Além dos detalhes de caráter publicitário, ainda há toda a questão legal por trás da produção dos jingles. O Código eleitoral brasileiro define leis e normas que os candidatos e partidos devem seguir ao criar e veicular suas propagandas. 

Segundo o professor Filipe Cesar Lopes, especialista em Direito Eleitoral, “tanto a Lei n° 9504, que é a Lei das Eleições, quanto o Código Eleitoral e as resoluções do TSE ― no caso, hoje, a resolução vigente é a Lei n° 23610, de 2019 ― trazem para nós alguns parâmetros”. O professor comenta: “A nossa Constituição garante o princípio da liberdade de manifestação e informação, então essa propaganda não passará por nenhum tipo de censura prévia. Também há o princípio da isonomia, que assegura que todos, caso queiram, possam criar seu jingle, sua propaganda”. Ele continua:  “Além disso, há o princípio da transparência, que obriga os políticos a esclarecerem quem é o partido por trás da propaganda, o nome do candidato.”

Mas, para além da questão do direito eleitoral, há os meandros dos direitos autorais. Esses, por sua vez, também são muito importantes durante o período das eleições, visto que alguns políticos optam por apresentar e divulgar suas candidaturas por meio de paródias.

——————

▸ Instruções
1. Repita o trecho do texto sobre jingles eleitorais de "Mas, para além" a "meio de paródias.", sem nenhuma alteração.
2. No texto sobre jingles eleitorais, qual princípio obriga os políticos a esclarecer qual partido está por trás da propaganda?
3. Retome o texto sobre jingles eleitorais e continue a escrita a partir da última frase apresentada.

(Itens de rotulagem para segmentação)

——————

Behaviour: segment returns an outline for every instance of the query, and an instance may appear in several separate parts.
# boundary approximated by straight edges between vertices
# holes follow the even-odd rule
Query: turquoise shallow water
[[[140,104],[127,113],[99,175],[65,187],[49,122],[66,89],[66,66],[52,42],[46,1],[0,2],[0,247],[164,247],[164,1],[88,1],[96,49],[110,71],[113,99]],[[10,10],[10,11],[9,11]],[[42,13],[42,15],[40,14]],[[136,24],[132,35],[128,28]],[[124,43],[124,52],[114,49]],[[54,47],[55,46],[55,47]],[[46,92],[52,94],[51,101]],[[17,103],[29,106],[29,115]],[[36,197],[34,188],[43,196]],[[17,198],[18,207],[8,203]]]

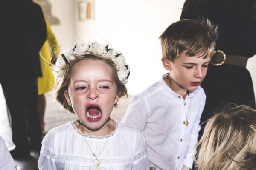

——————

▸ Respostas por tarefa
1.
Mas, para além da questão do direito eleitoral, há os meandros dos direitos autorais. Esses, por sua vez, também são muito importantes durante o período das eleições, visto que alguns políticos optam por apresentar e divulgar suas candidaturas por meio de paródias.

2. O princípio da transparência.

3.
Muitos políticos tocam seus jingles em comícios para animar o público presente [Imagem: Reprodução / Fotos Públicas]

Durante a campanha eleitoral de 2014, o então candidato Tiririca utilizou desse artifício musical, usando como base a música “O Portão”, de Roberto Carlos. Tendo conhecimento da propaganda, a gravadora EMI Songs do Brasil entrou em ação contra o atual deputado federal, alegando plágio na criação do jingle. Sobre esse caso, a Segunda Seção do Superior Tribunal de Justiça (STJ) decidiu em favor de Tiririca, baseando-se no artigo 47 da Lei de Direitos Autorais, que determina “livres as paráfrases e paródias que não forem verdadeiras reproduções da obra originária nem lhe implicarem descrédito”.

 

“Eu votei, de novo eu vou votar. Tiririca, Brasília é seu lugar”

 

O professor Filipe Cesar Lopes ainda destaca a dificuldade que se tem em supervisionar a veiculação de jingles e a propaganda eleitoral como um todo, no ambiente da internet. “Atualmente, com as propagandas exibidas nas rádios e na televisão, a gente consegue fazer um controle mais eficiente em relação a, por exemplo, conteúdos vexatórios, difamadores, caluniadores, ao contrário do que acontece na internet. Nesse espaço a gente tem uma dificuldade muito grande ainda para conseguir fiscalizar e evitar a disseminação de fake news.”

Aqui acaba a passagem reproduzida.